BEGIN Listed records

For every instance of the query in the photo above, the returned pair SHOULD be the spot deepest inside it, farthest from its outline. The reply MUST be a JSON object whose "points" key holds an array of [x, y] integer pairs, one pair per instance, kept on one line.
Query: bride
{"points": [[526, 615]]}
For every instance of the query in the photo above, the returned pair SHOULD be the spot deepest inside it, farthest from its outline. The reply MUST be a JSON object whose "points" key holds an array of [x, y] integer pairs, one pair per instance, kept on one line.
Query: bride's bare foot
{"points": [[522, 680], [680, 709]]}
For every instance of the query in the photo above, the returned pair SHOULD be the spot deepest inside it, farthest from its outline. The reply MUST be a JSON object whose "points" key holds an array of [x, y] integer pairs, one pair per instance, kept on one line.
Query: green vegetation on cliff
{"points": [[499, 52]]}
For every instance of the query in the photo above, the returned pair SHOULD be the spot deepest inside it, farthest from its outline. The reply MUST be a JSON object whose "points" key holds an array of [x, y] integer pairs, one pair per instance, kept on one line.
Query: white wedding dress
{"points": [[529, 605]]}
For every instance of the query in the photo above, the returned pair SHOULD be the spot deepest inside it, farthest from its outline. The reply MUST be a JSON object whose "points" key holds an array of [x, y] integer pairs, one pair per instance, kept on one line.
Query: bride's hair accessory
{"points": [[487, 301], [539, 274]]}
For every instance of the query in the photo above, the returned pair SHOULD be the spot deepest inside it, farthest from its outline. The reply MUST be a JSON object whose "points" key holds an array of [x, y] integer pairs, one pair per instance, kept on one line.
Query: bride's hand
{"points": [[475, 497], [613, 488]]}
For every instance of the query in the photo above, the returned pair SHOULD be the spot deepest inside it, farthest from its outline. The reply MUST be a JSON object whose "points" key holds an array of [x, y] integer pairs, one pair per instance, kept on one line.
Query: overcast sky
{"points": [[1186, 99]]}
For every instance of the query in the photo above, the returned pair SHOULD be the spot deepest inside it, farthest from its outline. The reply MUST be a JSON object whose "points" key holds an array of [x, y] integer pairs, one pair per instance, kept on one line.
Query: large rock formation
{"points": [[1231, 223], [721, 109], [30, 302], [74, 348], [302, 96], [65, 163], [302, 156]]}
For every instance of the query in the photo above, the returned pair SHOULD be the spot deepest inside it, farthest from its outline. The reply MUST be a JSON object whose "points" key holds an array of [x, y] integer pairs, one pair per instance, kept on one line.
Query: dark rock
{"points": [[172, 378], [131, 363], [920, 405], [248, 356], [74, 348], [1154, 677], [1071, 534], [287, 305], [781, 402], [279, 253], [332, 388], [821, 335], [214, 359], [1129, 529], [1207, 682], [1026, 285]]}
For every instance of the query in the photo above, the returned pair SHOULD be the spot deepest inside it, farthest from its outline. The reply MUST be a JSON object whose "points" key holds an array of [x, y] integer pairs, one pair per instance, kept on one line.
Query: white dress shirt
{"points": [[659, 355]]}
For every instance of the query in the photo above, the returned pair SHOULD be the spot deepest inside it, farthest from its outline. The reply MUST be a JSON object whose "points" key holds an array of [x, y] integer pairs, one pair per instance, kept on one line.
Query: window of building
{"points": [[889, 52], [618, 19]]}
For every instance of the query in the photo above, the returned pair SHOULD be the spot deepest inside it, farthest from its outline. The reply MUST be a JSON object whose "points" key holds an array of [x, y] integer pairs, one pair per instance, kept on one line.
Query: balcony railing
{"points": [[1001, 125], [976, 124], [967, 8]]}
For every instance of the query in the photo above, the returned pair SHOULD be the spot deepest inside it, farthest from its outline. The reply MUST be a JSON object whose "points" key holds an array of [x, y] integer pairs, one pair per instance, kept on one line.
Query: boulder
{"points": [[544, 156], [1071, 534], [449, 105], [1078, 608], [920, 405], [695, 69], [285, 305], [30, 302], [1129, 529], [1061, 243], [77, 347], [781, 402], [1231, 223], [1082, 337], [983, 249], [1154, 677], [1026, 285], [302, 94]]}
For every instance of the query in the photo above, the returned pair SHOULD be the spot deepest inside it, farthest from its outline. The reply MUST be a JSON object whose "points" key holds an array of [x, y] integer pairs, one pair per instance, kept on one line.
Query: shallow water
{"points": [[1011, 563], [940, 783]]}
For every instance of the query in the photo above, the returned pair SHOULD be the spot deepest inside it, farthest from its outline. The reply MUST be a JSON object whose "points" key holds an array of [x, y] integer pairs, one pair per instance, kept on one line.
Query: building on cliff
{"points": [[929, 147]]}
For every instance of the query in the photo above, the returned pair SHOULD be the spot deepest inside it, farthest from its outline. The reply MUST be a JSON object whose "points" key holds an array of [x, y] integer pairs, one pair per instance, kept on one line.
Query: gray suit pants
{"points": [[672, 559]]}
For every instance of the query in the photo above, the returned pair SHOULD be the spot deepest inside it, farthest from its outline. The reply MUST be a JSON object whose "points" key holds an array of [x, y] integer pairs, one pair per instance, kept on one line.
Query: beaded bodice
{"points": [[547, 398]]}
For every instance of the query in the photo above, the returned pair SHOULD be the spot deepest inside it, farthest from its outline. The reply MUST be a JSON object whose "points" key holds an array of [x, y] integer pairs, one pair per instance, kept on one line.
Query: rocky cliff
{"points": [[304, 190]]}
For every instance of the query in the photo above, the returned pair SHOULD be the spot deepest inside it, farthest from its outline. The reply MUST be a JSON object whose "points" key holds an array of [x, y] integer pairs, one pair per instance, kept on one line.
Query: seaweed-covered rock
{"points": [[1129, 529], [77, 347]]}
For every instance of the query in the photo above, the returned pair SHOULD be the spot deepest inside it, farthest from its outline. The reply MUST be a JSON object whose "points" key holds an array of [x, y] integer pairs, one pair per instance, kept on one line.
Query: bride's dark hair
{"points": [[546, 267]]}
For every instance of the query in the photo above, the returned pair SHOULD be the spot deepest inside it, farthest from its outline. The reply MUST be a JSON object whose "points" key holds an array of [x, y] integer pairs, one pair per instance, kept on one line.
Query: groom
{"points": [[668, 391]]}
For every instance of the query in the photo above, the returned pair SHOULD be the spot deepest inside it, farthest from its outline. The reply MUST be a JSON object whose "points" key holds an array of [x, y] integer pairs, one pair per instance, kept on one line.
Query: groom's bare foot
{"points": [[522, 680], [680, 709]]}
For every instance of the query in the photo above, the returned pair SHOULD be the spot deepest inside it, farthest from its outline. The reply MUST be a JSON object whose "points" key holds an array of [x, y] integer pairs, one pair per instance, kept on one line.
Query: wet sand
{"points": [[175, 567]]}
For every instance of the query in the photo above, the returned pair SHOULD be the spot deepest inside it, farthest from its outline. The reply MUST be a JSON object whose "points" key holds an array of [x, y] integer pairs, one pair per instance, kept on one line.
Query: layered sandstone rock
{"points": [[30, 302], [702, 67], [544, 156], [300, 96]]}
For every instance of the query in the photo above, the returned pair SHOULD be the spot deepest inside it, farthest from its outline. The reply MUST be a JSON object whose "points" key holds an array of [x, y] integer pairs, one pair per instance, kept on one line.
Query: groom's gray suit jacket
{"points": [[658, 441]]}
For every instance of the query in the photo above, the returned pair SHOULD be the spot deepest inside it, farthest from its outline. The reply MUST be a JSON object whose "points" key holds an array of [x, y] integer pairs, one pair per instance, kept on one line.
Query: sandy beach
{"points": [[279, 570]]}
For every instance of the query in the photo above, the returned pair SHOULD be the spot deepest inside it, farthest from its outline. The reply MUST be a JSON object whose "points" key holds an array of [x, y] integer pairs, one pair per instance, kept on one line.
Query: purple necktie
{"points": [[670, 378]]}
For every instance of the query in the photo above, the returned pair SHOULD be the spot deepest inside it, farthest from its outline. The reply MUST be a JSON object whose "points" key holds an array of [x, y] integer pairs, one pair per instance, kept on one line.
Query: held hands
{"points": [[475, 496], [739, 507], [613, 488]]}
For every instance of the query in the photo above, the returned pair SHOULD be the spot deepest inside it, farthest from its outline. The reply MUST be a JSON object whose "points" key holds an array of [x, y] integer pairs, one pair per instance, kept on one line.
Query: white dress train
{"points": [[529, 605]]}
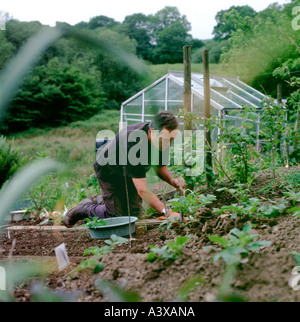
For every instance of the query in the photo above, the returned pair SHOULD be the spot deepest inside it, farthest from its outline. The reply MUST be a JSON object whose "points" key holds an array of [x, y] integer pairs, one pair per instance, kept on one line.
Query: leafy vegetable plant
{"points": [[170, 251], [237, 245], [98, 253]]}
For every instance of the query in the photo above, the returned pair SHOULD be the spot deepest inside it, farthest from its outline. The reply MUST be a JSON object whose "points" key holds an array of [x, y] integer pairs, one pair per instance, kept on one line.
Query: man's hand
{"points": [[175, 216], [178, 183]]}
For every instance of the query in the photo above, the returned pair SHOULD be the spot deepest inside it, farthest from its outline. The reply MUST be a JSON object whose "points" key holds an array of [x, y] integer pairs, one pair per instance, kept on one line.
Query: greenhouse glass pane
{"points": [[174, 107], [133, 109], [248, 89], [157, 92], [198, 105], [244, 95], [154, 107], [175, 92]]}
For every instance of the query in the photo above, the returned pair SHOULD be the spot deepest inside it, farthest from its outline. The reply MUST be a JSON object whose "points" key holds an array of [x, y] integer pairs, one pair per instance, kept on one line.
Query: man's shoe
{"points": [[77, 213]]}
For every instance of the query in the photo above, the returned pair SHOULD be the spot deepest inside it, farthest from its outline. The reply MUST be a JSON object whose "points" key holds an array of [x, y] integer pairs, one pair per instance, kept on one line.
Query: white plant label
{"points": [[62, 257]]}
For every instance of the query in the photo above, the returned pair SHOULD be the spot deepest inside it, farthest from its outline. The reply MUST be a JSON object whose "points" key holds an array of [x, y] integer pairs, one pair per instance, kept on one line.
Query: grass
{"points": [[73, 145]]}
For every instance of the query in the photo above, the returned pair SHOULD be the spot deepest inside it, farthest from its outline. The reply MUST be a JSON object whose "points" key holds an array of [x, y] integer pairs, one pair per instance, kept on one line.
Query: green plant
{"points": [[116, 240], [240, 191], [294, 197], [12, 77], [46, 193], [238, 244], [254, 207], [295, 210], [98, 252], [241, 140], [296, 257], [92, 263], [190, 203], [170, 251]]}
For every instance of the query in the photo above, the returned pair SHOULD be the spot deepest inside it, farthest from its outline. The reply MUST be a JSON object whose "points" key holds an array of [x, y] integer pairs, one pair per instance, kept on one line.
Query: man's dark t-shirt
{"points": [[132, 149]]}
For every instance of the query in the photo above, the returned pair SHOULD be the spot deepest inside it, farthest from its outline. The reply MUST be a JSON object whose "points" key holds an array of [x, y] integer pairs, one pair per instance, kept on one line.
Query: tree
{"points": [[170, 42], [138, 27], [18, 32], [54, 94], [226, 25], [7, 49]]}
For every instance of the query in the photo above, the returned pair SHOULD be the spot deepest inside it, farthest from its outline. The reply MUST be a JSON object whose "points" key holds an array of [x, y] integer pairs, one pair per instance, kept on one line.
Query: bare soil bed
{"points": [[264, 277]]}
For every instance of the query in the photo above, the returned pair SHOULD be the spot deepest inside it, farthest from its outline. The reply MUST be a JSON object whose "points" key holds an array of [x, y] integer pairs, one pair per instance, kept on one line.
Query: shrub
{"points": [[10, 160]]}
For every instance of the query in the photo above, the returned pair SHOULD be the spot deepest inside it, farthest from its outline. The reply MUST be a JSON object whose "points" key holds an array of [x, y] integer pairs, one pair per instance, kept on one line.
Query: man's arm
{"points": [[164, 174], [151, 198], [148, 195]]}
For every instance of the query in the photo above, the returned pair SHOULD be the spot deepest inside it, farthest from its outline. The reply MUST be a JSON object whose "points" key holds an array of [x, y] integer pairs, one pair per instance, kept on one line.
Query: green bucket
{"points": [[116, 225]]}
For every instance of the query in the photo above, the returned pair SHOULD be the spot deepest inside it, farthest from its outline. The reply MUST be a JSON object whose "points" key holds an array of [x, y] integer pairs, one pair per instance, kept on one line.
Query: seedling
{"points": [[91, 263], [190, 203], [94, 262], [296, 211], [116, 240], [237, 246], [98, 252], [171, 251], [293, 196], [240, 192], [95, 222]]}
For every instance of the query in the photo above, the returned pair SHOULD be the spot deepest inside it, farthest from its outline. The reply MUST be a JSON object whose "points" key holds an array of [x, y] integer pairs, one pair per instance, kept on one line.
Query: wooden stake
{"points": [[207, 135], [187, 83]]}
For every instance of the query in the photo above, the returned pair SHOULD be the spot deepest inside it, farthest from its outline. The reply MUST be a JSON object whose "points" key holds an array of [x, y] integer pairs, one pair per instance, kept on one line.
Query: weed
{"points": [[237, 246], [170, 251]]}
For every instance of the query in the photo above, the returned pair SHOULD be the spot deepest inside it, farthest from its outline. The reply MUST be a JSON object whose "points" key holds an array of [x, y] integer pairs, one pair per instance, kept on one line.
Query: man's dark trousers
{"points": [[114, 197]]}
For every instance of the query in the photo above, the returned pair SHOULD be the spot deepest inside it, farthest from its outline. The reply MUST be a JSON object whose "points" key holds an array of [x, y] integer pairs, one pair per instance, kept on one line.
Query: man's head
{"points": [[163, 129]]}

END Listed records

Would you copy exactly the lines from the one that contains "Query: wooden stake" through the final line of the records above, including both?

**The answer:**
Query: wooden stake
{"points": [[207, 135], [187, 83]]}
For every instance of the query in the photo above, the returned pair SHOULD be the spot deepest inside it, farthest from its outline. The reply MUST be a JSON object whose "points" key holds an array of [x, y] integer pairs, one pair per instance, kept on one line.
Query: weed
{"points": [[237, 246], [170, 251]]}
For every instance of the query in the photo above, the returned pair SHOULD be the spot deepest inside it, farthest from its outline. The reply MUST be a JSON object whose "points" key holds an array of [x, y] integer pairs, one pair per instance, kept on one line.
Query: man's dark trousers
{"points": [[114, 197]]}
For every instance of the query in the photo above, the returned pair SHOULD be the spot deepest inside it, farthest from its outline. The reply MUST be a JSON object whose "points" key holds an array of [x, y] integer pairs, one pair per instance, kept on one line.
Query: man's head
{"points": [[163, 129]]}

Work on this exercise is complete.